Exercise 1 ->
Summarize the passage on abortion rates and reproductive health bills in two sentences.
Exercise 2 ->
Pick up the passage on abortion rates and reproductive health bills and continue it from its final sentence.

Selected text ->

⟨

This is what all the fuss is about?  This is what is deemed as a scary, liberal, "D.E.A.T.H." (pro-death, euthanasia, abortion, two-child policy, homosexuality) bill?  Really?? 

What's strange is that some people say Europe is evil because we have abortion.  But you don't have to investigate very deeply to discover that Western European abortion rates are actually the lowest in the world.   In the Netherlands, there are nine abortions per every one-thousand pregnancies. In Norway there are roughly fifteen abortions per one-thousand pregnancies.  But did you know that the abortion rate in the Philippines is averaged at twenty-seven per every one-thousand pregnancies?  Abortion is illegal in the Philippines, yet its abortion rate exceeds even that of the United States (23:1,000).

In Norway the parliament passed a reproductive health bill of its own last year. Well it actually wasn't a new bill, it was more of an upgrade.  We've already had very liberal reproductive health policies since the 1960s.  The new Act is an initiative to cut the abortion rate in half by 2013, by making birth control pills absolutely free to girls aged 16 to 20.  The law now states that it is every young woman's reproductive health right to have access to a free supply of birth control pills, paid for by the government.

⟩

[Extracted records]
⟨

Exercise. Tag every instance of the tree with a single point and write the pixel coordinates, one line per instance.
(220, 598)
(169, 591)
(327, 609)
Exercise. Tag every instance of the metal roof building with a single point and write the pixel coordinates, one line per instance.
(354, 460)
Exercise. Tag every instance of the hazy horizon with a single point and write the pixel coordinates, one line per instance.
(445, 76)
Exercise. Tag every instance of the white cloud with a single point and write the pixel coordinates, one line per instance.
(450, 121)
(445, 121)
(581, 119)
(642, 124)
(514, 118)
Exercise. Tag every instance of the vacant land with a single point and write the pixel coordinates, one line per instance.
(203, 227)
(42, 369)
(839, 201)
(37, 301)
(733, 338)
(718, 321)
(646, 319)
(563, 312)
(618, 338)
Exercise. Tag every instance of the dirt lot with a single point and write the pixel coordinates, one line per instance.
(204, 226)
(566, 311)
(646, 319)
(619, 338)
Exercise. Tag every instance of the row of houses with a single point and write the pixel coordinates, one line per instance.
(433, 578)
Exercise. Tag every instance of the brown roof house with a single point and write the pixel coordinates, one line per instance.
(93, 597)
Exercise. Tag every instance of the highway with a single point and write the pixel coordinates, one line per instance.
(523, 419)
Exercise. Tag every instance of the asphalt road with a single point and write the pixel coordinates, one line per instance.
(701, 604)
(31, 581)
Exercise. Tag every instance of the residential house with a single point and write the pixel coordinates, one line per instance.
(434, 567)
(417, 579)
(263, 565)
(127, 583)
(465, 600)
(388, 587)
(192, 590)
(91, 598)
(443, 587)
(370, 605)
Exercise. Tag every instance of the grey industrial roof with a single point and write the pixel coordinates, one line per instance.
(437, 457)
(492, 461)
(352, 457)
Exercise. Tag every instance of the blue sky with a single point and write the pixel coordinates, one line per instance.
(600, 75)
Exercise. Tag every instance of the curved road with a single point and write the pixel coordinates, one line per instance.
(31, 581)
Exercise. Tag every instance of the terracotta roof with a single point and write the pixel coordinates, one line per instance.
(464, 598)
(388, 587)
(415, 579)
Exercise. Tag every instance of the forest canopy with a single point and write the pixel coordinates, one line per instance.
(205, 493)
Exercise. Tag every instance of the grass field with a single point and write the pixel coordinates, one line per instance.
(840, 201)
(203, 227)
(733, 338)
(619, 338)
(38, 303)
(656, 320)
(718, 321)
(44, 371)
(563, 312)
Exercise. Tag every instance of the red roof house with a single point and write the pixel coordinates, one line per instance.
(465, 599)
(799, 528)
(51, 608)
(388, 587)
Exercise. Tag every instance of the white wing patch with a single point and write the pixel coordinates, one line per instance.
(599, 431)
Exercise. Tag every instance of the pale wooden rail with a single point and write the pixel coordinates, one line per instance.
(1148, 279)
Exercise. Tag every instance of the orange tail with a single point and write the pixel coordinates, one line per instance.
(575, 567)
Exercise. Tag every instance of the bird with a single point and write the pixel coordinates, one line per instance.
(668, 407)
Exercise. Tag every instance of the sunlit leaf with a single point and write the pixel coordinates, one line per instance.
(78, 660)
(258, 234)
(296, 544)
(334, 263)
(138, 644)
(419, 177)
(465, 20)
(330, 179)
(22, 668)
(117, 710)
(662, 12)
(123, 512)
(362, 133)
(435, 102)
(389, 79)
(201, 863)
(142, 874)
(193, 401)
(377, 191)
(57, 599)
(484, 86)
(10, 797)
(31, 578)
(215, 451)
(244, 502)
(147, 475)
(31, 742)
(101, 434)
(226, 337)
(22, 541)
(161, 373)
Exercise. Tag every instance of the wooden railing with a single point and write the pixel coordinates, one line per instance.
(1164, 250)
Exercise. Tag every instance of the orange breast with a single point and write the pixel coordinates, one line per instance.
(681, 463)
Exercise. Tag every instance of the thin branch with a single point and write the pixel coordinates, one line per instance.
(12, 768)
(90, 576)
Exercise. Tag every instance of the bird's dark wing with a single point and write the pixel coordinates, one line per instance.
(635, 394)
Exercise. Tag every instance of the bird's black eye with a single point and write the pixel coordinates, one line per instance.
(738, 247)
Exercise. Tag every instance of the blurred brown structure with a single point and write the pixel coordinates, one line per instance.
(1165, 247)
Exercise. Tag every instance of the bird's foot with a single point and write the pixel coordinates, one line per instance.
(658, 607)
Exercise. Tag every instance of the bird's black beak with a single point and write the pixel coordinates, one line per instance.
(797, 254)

⟩

Answer area 1 ->
Western European abortion rates are among the lowest in the world, with about nine per thousand pregnancies in the Netherlands and fifteen in Norway, while the Philippines, where abortion is illegal, averages twenty-seven and exceeds even the United States. Norway upgraded its reproductive health policy last year with an Act aiming to cut the abortion rate in half by 2013 by giving girls aged 16 to 20 free birth control pills paid for by the government.

Answer area 2 ->
A study conducted in two Norwegian cities in 2008 showed that providing women aged 20-24 with free birth control (the pill, injection, patches, spirals, and vaginal rings) cut the abortion rate in those cities in half.  The government was so impressed that it drafted a new bill to subsidise the cost of hormonal contraceptives, with the aim of halving the national abortion rate.  The bill had wide support from all political parties and became law on the 1st of January, 2011.

I'm quite surprised that some Filipinos, including the man who emailed me, think House Bill 5043 is "liberal" and "wicked."  It looks like a very conservative and cautious bill to me.  I understand full well that the Catholic Church doesn't like the bill, and I know that H.E. Archbishop Oscar Cruz says it will "lead to the implementation of an immoral policy."  If they honestly believe that, they are within their right to say so, but I for one cannot see how giving Filipinos the basic option to decide family planning matters on their own is either liberal, wicked, or immoral.  The Filipino people are not children, and they should not be treated as such.

Of course there are other "grave concerns" surrounding the bill, including the much-feared implementation of sex education in the schools.  This seems to be the boogeyman under the bed for many conservatives.  I suppose the status quo of teenagers swapping STDs and getting pregnant is the best way to go?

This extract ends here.